(Working data Opens)

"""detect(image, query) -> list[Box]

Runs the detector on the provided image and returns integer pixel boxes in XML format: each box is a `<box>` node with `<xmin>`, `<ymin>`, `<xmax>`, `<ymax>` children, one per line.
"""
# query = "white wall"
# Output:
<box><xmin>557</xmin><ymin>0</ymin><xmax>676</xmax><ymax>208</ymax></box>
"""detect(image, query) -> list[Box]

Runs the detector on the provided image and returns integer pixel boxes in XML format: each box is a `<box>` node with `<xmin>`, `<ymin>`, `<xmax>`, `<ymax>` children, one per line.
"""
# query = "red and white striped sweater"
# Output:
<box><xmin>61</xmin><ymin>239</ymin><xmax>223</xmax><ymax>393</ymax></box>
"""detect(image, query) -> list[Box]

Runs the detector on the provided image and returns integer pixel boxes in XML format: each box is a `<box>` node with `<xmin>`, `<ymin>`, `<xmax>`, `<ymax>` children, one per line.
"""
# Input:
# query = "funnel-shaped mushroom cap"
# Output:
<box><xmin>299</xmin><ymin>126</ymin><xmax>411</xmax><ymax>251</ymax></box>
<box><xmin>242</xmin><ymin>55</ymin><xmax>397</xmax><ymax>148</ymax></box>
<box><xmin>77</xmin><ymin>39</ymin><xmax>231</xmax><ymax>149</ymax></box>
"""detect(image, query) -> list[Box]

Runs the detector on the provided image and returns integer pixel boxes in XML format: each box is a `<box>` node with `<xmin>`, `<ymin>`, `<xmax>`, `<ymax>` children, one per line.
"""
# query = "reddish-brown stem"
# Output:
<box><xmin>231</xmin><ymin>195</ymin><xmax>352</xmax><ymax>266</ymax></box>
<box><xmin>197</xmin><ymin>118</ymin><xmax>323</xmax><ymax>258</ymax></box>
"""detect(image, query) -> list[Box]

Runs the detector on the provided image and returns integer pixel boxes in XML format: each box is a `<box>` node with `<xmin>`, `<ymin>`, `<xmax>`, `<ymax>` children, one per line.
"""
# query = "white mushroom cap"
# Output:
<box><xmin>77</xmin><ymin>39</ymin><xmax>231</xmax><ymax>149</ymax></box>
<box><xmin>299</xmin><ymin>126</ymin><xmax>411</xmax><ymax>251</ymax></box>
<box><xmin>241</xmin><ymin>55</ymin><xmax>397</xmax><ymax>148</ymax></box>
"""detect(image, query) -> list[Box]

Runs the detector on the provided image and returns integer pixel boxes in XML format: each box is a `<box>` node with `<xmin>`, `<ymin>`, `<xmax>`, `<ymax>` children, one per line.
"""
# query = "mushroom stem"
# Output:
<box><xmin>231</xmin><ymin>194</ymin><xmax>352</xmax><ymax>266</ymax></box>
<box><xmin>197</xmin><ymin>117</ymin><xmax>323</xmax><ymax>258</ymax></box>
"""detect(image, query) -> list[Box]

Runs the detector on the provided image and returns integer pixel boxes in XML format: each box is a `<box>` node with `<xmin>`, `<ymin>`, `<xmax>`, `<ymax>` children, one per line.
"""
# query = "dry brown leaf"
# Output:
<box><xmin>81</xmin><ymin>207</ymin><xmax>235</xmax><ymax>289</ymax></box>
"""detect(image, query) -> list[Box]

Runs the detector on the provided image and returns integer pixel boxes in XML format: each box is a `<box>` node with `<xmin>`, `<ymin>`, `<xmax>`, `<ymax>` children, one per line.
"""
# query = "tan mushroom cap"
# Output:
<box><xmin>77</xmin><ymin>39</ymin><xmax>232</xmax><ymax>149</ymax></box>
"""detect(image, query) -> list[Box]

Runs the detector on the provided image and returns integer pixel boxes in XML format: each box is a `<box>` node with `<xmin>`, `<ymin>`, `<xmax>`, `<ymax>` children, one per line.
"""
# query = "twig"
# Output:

(Working data Closes)

What is expected ▸ Look for the word "brown". Copy out every line of the data that has it.

Result ▸
# query = "reddish-brown stem"
# query = "dry brown leaf"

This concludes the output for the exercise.